Information shown —
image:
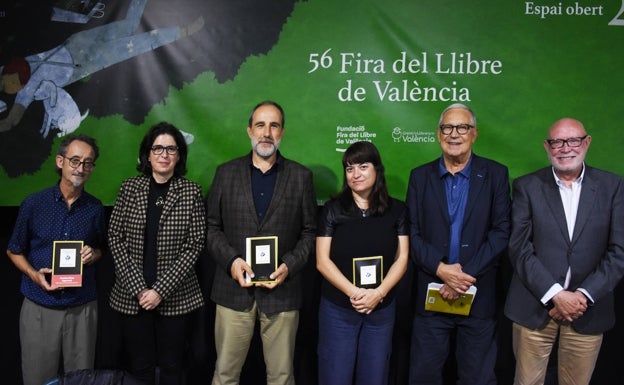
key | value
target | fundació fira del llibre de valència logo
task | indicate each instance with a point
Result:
(401, 136)
(346, 135)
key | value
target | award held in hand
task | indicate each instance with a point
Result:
(67, 264)
(261, 255)
(368, 271)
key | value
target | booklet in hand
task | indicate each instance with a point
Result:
(461, 305)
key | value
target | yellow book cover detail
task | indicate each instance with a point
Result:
(461, 305)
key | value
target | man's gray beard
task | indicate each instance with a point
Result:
(268, 153)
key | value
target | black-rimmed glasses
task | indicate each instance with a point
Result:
(75, 163)
(462, 129)
(171, 150)
(571, 142)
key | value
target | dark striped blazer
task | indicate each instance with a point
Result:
(231, 218)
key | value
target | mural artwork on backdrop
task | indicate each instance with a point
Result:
(343, 70)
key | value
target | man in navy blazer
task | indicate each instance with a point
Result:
(567, 253)
(459, 208)
(259, 195)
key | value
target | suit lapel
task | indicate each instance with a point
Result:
(439, 190)
(478, 175)
(172, 197)
(586, 201)
(553, 201)
(281, 182)
(245, 188)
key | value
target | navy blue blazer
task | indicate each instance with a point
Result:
(540, 248)
(485, 231)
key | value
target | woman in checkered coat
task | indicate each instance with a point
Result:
(156, 234)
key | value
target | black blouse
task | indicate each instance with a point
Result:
(355, 235)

What to do — Tally the lines in the items above that contain the string "blazer", treating uppercase and lowercase as different, and give only the number.

Response to the task — 3